Text section -

WASHINGTON (AP) - President Donald Trump and border-state governors are working to "immediately" deploy the National Guard to the U.S.-Mexico border to fight illegal immigration, Homeland Security Secretary Kirstjen Nielsen said Wednesday.

"The threat is real," Nielsen said, adding that Trump was signing a proclamation to put the deployment into effect. "It's time to act."

The announcement came hours after Trump pledged "strong action today" on immigration and a day after he said he wanted to use the military to secure the southern border until his long-promised border wall is erected.

Nielsen said she's been in touch with governors on the southwest border states and has been working with them to develop agreements that will oversee where and how many Guardsmen will be deployed. She suggested some troops could begin arriving as soon as Wednesday night, though other administration officials cautioned that details on troop levels, locations and timing were still being worked out.

Set of tasks -
[A] In the border deployment article, what did Nielsen say Trump was signing to put the deployment into effect?
[B] Repeat everything in the border deployment article from "WASHINGTON (AP) - President" down to "wall is erected.".
[C] Carry the news story on the National Guard border deployment forward, picking up after its final sentence.

Data extract -
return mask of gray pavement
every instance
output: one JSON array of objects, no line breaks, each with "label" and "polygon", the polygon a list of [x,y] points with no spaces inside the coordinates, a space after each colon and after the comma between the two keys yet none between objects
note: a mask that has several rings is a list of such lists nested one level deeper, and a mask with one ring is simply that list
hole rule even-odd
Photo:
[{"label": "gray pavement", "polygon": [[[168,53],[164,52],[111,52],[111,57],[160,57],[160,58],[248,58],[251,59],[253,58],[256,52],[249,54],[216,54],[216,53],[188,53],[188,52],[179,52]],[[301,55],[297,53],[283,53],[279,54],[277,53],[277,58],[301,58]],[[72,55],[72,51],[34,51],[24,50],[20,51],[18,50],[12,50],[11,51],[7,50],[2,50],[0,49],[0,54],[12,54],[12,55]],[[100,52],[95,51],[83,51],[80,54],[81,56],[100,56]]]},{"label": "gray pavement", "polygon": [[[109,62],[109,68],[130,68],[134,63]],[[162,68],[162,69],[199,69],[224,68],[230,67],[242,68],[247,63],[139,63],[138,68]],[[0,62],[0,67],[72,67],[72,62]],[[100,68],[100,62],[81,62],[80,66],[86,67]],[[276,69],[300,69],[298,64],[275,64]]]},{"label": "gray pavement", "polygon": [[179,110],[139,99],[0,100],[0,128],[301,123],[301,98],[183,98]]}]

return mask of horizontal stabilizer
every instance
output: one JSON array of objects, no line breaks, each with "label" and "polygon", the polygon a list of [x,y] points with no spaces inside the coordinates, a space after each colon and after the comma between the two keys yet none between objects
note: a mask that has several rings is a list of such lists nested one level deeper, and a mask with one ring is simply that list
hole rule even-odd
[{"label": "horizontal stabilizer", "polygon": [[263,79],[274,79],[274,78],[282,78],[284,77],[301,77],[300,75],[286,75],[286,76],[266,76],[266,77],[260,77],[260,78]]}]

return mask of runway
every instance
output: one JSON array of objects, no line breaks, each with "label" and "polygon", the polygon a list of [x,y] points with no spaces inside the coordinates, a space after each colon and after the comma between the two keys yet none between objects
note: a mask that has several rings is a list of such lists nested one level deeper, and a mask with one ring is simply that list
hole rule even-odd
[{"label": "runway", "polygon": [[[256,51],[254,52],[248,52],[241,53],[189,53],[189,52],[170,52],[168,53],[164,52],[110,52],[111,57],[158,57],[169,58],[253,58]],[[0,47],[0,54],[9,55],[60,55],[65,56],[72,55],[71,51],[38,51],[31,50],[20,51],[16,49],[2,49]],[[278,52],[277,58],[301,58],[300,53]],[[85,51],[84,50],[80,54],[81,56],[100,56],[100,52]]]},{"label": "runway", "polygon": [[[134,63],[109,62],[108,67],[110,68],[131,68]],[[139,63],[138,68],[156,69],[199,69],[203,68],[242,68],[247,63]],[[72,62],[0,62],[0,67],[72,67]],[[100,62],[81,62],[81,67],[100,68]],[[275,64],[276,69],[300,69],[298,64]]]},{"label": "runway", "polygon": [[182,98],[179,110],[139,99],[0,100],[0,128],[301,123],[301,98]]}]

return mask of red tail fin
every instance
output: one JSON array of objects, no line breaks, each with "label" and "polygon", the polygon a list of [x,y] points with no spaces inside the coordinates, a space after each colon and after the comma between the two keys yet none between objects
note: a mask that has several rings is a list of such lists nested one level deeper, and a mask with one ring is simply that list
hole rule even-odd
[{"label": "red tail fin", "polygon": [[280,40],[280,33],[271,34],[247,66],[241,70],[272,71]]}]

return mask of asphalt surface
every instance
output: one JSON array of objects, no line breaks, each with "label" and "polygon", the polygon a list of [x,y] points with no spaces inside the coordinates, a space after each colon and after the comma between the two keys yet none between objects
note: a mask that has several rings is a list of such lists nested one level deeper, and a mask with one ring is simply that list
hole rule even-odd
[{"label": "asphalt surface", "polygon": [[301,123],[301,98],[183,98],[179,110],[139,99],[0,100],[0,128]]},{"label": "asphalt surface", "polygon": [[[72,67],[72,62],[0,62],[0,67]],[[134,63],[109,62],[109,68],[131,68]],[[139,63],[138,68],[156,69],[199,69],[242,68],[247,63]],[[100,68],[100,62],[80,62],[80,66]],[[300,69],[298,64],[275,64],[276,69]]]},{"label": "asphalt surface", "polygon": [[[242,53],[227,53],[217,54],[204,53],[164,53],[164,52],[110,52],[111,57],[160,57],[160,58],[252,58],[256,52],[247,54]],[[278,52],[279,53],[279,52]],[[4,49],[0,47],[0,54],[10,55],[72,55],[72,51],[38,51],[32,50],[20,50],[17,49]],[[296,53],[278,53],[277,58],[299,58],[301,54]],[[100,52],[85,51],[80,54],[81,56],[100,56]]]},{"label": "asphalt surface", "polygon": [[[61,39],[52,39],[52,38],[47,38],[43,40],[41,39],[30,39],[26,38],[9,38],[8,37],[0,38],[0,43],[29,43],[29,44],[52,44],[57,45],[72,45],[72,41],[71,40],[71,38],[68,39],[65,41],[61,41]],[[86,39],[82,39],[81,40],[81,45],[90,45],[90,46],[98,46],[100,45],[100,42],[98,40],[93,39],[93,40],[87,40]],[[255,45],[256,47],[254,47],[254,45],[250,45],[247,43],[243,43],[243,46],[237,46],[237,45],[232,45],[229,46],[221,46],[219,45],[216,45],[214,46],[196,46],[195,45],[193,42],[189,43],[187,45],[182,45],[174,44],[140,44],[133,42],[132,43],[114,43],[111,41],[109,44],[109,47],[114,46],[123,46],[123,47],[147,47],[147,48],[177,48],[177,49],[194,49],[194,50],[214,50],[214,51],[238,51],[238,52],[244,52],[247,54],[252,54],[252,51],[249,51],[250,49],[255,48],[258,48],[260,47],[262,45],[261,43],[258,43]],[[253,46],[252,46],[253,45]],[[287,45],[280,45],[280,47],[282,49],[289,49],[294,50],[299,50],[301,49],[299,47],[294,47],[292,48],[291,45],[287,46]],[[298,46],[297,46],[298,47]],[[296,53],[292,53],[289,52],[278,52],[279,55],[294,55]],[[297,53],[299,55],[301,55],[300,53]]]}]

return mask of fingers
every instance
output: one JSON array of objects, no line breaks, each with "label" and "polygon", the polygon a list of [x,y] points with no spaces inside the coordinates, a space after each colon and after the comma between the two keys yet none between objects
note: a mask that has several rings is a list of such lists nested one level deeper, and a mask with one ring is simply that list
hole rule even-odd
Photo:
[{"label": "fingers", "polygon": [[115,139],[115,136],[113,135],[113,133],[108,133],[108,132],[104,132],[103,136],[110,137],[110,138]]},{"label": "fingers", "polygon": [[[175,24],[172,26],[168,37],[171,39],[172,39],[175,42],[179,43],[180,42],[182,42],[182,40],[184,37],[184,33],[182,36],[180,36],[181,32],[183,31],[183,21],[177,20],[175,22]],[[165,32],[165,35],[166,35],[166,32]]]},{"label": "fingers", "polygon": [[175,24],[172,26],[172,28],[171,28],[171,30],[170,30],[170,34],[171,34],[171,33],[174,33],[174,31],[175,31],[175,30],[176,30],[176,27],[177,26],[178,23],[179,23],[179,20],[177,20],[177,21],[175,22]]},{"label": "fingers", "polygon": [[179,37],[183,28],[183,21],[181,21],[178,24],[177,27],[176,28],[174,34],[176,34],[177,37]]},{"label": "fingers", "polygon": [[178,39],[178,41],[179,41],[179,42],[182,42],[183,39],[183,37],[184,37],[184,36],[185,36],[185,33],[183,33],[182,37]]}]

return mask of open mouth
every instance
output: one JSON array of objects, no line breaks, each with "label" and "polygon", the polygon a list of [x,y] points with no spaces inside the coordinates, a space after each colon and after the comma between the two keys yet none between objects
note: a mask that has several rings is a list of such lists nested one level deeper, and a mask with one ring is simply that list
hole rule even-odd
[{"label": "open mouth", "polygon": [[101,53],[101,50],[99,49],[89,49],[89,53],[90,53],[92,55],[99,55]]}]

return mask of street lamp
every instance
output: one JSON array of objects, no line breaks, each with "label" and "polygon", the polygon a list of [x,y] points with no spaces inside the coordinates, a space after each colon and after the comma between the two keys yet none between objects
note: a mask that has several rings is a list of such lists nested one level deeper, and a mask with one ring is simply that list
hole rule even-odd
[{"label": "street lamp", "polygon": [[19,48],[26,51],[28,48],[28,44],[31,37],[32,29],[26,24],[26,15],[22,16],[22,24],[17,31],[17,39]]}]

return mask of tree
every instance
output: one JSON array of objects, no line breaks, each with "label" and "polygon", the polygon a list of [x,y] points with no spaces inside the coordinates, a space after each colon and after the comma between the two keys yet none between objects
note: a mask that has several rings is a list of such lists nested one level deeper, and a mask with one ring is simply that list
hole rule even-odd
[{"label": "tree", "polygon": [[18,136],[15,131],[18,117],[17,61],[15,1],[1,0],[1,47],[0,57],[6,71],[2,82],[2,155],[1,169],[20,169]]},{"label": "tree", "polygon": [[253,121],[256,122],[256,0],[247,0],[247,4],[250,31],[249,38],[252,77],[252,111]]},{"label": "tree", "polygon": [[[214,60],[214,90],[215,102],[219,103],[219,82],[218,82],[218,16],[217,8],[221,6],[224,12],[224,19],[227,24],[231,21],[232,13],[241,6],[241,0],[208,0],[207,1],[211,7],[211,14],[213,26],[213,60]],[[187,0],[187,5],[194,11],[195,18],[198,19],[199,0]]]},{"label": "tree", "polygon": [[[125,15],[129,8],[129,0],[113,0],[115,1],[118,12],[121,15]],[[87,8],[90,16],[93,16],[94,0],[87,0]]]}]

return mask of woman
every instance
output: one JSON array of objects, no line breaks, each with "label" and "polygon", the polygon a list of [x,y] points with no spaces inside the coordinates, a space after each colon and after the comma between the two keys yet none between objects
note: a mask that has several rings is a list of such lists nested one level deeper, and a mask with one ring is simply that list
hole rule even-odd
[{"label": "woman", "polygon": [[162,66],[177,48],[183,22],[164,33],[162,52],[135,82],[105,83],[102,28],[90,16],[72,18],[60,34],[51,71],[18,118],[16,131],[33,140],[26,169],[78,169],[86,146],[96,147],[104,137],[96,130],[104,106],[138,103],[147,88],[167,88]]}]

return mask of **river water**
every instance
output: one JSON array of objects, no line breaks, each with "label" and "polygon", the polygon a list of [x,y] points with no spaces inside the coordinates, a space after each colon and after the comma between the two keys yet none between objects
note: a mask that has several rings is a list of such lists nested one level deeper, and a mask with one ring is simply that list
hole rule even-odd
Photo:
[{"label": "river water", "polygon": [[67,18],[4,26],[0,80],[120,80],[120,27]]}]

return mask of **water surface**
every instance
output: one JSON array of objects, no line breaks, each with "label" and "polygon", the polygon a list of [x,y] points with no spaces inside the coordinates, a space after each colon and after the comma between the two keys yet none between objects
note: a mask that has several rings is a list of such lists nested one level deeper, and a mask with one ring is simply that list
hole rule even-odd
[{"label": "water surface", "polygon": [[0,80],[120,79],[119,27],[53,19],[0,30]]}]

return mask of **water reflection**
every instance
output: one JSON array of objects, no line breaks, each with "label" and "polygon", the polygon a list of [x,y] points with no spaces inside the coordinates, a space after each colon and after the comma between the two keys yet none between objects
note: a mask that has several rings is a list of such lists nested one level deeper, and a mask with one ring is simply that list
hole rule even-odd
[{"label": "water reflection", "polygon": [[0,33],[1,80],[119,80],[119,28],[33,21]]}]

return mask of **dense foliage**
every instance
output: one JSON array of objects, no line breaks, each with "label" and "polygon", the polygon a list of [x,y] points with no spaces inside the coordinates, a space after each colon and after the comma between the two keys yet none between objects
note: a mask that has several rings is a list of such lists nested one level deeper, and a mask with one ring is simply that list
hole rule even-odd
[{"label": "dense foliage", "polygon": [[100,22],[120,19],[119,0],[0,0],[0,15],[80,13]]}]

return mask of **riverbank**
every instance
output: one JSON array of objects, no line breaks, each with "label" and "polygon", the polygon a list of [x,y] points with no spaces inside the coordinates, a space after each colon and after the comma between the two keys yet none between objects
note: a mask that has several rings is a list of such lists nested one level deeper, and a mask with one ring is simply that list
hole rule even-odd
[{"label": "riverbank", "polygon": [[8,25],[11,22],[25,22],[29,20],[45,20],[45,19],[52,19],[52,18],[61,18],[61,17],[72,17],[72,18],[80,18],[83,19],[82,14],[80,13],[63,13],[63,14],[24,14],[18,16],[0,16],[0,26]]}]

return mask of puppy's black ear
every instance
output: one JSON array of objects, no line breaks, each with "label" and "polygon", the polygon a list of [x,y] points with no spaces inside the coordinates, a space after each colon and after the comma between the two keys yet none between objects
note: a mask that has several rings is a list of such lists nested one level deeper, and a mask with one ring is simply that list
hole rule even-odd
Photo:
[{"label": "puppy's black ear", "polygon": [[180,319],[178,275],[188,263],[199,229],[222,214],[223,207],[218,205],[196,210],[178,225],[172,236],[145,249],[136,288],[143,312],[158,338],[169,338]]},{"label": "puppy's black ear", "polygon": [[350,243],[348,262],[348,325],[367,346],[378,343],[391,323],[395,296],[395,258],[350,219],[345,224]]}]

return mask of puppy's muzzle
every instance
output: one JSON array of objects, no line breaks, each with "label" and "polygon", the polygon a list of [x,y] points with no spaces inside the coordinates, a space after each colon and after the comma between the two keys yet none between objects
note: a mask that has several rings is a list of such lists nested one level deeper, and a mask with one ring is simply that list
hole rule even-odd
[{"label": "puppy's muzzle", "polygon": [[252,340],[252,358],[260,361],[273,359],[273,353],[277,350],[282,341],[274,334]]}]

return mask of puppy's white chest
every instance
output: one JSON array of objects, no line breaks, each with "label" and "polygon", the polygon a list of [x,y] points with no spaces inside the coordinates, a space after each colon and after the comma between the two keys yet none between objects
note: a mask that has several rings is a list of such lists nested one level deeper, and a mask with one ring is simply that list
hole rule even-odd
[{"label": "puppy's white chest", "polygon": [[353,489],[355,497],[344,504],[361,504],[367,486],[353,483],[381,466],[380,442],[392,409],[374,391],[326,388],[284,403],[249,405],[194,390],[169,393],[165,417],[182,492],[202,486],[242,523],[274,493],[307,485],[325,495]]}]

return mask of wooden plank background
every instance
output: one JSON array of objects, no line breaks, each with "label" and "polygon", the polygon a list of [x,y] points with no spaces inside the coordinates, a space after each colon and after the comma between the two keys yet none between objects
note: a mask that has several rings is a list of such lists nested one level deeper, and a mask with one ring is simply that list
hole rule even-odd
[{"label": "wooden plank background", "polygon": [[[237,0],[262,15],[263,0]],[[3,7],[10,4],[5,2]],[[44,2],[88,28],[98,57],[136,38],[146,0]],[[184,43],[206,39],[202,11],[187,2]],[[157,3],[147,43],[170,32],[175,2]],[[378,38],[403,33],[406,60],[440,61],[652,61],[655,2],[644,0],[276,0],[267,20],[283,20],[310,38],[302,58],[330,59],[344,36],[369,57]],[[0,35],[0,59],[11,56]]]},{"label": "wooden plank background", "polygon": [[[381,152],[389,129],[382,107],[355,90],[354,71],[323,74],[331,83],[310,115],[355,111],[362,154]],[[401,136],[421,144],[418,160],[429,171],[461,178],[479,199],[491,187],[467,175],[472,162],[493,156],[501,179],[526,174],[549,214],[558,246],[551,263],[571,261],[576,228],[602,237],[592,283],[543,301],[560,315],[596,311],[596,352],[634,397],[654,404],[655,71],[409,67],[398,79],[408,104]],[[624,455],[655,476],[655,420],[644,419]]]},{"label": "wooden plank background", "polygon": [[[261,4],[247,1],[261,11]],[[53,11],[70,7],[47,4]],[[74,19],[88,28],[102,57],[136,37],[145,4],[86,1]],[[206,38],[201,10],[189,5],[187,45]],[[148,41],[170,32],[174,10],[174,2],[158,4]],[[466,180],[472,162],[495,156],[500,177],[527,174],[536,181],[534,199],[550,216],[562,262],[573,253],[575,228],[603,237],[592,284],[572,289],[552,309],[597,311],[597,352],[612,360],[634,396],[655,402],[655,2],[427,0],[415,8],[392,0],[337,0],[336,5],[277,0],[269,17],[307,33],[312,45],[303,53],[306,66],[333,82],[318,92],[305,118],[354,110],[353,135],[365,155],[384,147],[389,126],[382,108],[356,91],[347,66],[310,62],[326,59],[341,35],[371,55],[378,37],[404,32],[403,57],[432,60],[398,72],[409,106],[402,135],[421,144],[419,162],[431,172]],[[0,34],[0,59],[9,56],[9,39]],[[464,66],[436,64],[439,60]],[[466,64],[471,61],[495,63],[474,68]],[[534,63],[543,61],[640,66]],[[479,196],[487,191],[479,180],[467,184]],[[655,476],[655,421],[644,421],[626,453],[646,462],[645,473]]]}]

Responses to the exercise -
[A] A proclamation.

[B]
WASHINGTON (AP) - President Donald Trump and border-state governors are working to "immediately" deploy the National Guard to the U.S.-Mexico border to fight illegal immigration, Homeland Security Secretary Kirstjen Nielsen said Wednesday.

"The threat is real," Nielsen said, adding that Trump was signing a proclamation to put the deployment into effect. "It's time to act."

The announcement came hours after Trump pledged "strong action today" on immigration and a day after he said he wanted to use the military to secure the southern border until his long-promised border wall is erected.

[C]
"We do hope that the deployment begins immediately," she said.

Trump has been frustrated by slow action on building his "big, beautiful wall" along the Mexican border - the signature promise of his campaign - as well as a recent uptick in illegal border crossings that had plunged during the early months of his presidency. He has also bothered that the spending bill he grudgingly signed last month includes far less money for the wall than he'd hoped for.

Federal law prohibits the use of active-duty service members for law enforcement inside the U.S., unless specifically authorized by Congress. But over the past 12 years, presidents have twice sent National Guard troops to the border to bolster security and assist with surveillance and other support.

Nielsen said the effort would be similar to a 2006 operation in which President George W. Bush deployed troops to help U.S. Customs and Border Protection personnel with non-law enforcement duties while additional border agents were hired and trained. President Barack Obama also sent about 1,200 troops in 2010 to beef up efforts against drug smuggling and illegal immigration.

Nielsen said her department had developed a list of locations where it would like assistance and was discussing with the governors how to facilitate the plans. She declined to say how many personnel would be needed or how much the operation would cost, but she insisted, "It will be as many as is needed to fill the gaps that we have today."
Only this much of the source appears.